▶ **Stated problem**
Edit the records below so that "Scouting pass" becomes "Survey pass" everywhere it occurs, keeping every other word and number unchanged.
== Provided material
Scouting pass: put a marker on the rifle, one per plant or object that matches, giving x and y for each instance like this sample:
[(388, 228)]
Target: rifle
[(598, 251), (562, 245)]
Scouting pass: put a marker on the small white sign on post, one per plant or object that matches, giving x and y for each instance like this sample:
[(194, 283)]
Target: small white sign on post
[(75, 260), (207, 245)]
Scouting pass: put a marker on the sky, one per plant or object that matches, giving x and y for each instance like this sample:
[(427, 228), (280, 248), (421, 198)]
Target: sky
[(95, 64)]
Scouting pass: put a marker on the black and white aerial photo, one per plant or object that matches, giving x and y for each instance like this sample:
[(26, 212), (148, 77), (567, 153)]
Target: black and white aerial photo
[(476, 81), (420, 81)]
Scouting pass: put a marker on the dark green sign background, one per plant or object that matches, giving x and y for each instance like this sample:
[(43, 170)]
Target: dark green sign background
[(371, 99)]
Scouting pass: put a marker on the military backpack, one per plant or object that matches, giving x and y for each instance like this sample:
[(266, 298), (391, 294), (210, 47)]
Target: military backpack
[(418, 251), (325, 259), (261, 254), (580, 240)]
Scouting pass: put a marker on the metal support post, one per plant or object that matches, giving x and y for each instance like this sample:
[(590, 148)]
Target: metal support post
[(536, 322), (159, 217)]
====
▶ **In response**
Survey pass: put a marker on the rifle, one per plant or object that matches, giving x and y for each instance like this sample:
[(388, 228)]
Target: rifle
[(598, 251), (562, 245)]
Survey pass: put a marker on the small white sign on post, one per plant or object that matches, giving x and y for each instance like this sample:
[(194, 283)]
Target: small white sign on post
[(75, 260), (207, 245)]
Survey pass: put a marker on the sky, one per plant or object that matches, giving x and y for each instance like this sample:
[(427, 228), (280, 248), (421, 198)]
Target: sky
[(95, 64)]
Survey pass: put a marker on the black and white aerial photo, one per plant or object that matches, giving x and y for each instance like this sample:
[(26, 212), (148, 77), (567, 153)]
Target: black and white aerial photo
[(476, 81), (420, 81)]
Survey pass: put a marker on the dark green sign background, one per plant or object that matches, giving x and y for each instance like this sample:
[(43, 170)]
Target: dark green sign background
[(371, 99)]
Survey pass: put a marker on the military backpack, one per plant or object that matches, giving x and y for each instance like this sample:
[(266, 298), (391, 294), (210, 47)]
Target: military backpack
[(418, 251), (325, 259), (261, 254), (580, 240)]
Survey pass: put a marker on the metal support post, one per plant or object that matches, giving x and y for each instance like this sample:
[(590, 148)]
Target: metal support post
[(536, 322), (159, 217)]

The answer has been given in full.